CHALLENGE:
Pull out every line of the items below that contains the word "deciduous", matching case exactly.

[Collection entries]
+--
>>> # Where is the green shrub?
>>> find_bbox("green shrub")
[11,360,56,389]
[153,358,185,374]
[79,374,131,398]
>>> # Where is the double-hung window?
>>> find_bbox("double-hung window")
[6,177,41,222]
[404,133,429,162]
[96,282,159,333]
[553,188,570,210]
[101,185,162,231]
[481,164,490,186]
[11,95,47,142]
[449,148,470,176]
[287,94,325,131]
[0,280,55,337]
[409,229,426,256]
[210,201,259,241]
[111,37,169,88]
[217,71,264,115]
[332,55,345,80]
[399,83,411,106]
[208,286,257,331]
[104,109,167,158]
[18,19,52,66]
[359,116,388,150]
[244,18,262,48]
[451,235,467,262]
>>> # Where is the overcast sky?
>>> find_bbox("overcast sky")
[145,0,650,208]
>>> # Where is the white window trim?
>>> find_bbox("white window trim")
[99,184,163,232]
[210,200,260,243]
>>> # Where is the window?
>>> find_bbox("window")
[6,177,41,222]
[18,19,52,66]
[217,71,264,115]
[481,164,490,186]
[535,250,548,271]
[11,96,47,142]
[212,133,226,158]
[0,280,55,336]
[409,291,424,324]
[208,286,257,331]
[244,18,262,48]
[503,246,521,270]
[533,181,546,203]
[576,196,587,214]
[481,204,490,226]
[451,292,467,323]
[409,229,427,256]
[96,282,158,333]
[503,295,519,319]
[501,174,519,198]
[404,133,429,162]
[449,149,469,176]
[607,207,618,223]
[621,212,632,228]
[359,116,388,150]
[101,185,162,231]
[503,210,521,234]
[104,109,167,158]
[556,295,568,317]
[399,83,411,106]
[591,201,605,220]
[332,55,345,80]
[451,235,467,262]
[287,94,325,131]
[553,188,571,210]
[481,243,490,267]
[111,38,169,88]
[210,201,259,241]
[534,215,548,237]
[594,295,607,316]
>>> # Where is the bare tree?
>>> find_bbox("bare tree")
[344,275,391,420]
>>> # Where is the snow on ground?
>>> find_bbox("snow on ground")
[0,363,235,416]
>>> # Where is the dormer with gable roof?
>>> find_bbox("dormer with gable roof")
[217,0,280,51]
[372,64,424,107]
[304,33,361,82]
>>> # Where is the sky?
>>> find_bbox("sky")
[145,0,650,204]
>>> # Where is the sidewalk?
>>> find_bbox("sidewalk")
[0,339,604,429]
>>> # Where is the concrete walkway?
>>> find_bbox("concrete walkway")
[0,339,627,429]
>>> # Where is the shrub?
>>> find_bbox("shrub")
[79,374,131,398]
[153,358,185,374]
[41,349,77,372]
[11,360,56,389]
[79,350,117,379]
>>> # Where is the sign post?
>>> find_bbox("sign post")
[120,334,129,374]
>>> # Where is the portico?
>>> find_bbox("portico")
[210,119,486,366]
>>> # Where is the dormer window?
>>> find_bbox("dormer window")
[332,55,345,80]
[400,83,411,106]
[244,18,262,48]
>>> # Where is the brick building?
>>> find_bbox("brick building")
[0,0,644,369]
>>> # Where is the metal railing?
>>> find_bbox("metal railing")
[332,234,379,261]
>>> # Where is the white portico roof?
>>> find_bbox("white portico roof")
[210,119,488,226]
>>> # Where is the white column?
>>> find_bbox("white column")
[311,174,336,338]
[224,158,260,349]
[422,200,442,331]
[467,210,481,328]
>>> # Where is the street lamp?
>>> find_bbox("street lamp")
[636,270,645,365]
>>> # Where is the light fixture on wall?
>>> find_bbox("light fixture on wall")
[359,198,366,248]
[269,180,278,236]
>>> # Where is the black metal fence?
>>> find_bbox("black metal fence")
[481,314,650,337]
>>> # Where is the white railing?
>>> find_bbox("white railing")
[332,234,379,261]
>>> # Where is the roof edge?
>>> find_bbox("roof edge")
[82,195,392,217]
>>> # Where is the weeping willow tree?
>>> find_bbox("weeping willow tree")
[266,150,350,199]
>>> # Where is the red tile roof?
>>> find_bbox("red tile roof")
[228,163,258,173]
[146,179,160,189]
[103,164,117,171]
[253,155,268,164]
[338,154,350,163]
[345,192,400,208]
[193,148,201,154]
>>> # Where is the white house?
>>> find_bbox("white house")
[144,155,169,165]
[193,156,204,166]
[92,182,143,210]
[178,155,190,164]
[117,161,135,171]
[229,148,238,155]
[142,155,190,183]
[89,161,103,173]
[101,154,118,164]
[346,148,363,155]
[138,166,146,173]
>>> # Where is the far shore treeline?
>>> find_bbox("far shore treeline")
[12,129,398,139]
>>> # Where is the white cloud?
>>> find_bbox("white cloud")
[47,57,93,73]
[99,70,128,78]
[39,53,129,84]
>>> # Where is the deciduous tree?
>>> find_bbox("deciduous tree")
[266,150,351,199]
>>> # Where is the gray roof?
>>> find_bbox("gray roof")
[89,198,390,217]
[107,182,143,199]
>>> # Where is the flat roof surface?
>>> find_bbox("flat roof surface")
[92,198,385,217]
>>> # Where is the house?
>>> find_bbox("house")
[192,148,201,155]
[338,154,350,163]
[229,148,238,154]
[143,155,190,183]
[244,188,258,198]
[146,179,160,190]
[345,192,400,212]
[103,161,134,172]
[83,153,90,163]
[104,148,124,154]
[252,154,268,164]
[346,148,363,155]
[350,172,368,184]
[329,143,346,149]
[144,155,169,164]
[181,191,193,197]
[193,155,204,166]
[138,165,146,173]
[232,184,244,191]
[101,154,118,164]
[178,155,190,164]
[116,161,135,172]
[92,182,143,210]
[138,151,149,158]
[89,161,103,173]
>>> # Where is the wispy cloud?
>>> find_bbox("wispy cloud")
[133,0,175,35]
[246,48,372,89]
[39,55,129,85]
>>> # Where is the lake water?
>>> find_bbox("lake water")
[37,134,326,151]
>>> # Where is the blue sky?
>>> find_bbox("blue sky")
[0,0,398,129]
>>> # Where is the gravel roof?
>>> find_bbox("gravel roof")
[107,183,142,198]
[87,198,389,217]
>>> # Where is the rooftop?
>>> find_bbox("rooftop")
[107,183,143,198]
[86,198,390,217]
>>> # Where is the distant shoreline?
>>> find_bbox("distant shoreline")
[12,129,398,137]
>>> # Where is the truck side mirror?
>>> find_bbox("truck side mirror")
+--
TASK OUTPUT:
>>> # Where is the deciduous tree?
>>> find_bbox("deciduous tree")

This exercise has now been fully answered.